— Begin AVAILABLE DATA —

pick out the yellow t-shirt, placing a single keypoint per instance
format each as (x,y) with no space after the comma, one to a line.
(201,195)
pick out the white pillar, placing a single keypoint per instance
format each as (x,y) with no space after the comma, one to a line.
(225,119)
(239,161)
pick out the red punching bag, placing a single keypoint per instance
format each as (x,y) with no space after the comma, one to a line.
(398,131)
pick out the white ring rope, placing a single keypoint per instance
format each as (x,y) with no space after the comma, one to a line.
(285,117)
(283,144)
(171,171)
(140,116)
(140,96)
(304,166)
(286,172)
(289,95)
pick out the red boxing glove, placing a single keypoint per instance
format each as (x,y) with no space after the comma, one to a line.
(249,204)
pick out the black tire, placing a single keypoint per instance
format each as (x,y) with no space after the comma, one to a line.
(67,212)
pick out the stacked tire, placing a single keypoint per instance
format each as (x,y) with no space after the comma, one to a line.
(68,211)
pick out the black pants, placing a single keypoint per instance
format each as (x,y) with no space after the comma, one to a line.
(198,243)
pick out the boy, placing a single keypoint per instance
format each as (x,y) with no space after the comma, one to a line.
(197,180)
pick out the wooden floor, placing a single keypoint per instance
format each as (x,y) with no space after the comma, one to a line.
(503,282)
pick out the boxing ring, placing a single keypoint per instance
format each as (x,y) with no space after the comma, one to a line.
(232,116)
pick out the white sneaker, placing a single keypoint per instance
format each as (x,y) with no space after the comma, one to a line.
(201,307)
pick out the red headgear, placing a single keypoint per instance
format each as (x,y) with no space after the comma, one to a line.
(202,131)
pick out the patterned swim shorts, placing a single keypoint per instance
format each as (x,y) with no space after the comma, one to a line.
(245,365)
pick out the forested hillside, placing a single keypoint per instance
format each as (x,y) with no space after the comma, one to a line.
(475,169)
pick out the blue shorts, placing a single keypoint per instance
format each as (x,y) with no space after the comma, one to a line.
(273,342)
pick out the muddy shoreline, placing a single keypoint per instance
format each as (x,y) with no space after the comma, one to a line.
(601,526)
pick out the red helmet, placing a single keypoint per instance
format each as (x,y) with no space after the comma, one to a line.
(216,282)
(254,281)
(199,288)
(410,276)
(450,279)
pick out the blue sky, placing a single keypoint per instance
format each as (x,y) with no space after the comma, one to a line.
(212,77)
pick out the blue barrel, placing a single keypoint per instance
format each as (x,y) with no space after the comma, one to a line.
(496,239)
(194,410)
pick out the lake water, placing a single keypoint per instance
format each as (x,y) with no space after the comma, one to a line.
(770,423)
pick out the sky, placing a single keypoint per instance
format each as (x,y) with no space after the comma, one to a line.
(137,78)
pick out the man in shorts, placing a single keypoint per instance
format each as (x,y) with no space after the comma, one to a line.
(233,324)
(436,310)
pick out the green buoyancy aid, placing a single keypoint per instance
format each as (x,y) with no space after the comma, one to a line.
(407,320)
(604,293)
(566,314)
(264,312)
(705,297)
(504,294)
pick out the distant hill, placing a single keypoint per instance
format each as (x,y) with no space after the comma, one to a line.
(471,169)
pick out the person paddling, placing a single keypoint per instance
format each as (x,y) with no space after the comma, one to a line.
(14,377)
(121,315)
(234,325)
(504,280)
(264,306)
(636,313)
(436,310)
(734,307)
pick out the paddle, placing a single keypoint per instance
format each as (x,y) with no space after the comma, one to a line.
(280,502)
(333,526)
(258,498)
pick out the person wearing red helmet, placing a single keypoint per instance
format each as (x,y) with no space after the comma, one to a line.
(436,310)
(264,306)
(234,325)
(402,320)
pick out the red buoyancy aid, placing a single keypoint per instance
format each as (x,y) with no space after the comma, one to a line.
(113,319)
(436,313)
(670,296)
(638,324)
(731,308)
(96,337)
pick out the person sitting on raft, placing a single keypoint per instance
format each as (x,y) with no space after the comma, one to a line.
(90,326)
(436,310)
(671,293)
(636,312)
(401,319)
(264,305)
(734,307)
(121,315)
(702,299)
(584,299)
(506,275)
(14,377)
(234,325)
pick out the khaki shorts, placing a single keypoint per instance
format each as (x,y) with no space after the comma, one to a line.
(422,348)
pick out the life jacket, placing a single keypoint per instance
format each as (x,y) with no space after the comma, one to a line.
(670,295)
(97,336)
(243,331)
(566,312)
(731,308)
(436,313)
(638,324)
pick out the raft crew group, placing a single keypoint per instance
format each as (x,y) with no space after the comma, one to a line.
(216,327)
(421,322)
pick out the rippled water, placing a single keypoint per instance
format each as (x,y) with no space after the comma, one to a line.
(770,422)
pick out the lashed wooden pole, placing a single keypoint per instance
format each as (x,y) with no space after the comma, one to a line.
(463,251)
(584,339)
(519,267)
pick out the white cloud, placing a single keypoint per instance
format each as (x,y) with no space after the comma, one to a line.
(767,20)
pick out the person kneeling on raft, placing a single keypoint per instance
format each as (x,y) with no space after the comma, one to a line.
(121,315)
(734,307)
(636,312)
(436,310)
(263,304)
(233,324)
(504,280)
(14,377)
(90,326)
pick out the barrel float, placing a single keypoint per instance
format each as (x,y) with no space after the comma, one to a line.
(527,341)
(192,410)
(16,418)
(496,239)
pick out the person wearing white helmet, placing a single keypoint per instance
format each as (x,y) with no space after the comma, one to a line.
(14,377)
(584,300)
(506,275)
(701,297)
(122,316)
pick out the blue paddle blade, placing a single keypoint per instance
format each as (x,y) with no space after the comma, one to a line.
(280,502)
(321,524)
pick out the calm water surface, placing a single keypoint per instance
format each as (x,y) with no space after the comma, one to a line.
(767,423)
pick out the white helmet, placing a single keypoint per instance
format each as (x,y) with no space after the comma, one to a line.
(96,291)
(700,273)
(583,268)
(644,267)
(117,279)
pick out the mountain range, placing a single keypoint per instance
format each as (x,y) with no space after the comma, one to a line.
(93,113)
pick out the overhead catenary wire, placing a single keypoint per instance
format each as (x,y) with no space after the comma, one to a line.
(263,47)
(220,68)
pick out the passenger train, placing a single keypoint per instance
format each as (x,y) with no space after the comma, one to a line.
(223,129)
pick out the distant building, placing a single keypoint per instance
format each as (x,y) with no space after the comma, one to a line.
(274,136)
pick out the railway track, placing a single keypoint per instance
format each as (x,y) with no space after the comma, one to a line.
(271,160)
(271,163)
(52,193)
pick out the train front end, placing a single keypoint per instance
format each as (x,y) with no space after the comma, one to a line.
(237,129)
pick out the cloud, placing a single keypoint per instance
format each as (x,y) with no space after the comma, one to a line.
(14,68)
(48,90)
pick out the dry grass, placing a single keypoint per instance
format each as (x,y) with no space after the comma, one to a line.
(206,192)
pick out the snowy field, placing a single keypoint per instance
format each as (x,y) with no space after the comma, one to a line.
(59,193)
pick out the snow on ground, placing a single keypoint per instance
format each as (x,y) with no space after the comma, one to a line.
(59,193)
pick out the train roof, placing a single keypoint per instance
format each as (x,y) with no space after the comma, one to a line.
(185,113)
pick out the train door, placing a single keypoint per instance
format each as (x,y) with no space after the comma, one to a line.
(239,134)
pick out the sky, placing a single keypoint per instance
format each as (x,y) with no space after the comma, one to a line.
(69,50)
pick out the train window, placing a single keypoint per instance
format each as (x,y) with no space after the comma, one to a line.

— End AVAILABLE DATA —

WRITTEN TASK:
Repeat precisely the lines of the data starting at the one containing "pick out the snowy", last line included.

RESULT FOR THIS TASK:
pick out the snowy field, placing a single keypoint per instance
format each as (x,y) with no space after the comma, one to a line.
(59,193)
pick out the snow on ground, placing a single keypoint per instance
format each as (x,y) with no space after the comma, one to a line.
(59,193)
pick out the train roof, placing a single keypoint per instance
format each as (x,y) with no space after the comma, one to a line.
(185,113)
pick out the train door, placing a single keypoint per instance
format each as (x,y) with no space after the comma, one to a line.
(239,134)
pick out the sky, placing a single keypoint per instance
format each as (x,y) with no space after the comma, one to a line.
(69,50)
pick out the train window, placing a single keypoint per instance
format each as (x,y) with no space after the comma, one to a line.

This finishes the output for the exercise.